**** Source extract ****

Whatever those "state requirements" may be if they even
exist since the state elections bureau is notorious for not having
administrative rules.
This is yet another of our favorite type of "trick"
question, used in the past to dupe voters into removing the county
charter's open meeting law- which was permissibly stricter than the
state's Sunshine Law- by asking us if the charter should "comply"
with the state law.
Although the question on the ballot says nothing about the actual
change to the charter it would change the sentence (* added to denote
the change) "Immediately *to the right* of the proposition there
shall be designated spaces in which to mark the ballot FOR or AGAINST
the recall" to "Immediately *next to* the proposition there
shall be designated spaces in which to mark the ballot FOR or AGAINST
the recall," changing the words "to the right of" to
"next to."
We've tried to figure out the no doubt sinister motive behind this
to no avail. That and the fact that the question has nothing to do
with the actual change in wording makes us even more suspicious.
But as usual the things that really need change are not on the
menu.

****

Can you restate the charter commentary from "This is yet" through "the state law.", replacing "voters" with "residents"? The items that come after this text are separate material with no connection to it.

**** Dataset extract ****

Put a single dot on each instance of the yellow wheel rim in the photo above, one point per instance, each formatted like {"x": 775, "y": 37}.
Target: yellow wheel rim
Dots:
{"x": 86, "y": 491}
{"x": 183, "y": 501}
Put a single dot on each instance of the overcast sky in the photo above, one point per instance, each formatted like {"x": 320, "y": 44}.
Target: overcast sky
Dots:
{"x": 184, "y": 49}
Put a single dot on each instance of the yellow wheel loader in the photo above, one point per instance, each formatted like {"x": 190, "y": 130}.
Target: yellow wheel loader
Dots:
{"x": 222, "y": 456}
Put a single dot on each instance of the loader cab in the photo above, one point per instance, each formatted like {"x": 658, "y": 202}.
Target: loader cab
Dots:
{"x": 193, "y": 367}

****

#### [Response to the exercise]
This is yet another of our favorite type of "trick"
question, used in the past to dupe residents into removing the county
charter's open meeting law- which was permissibly stricter than the
state's Sunshine Law- by asking us if the charter should "comply"
with the state law.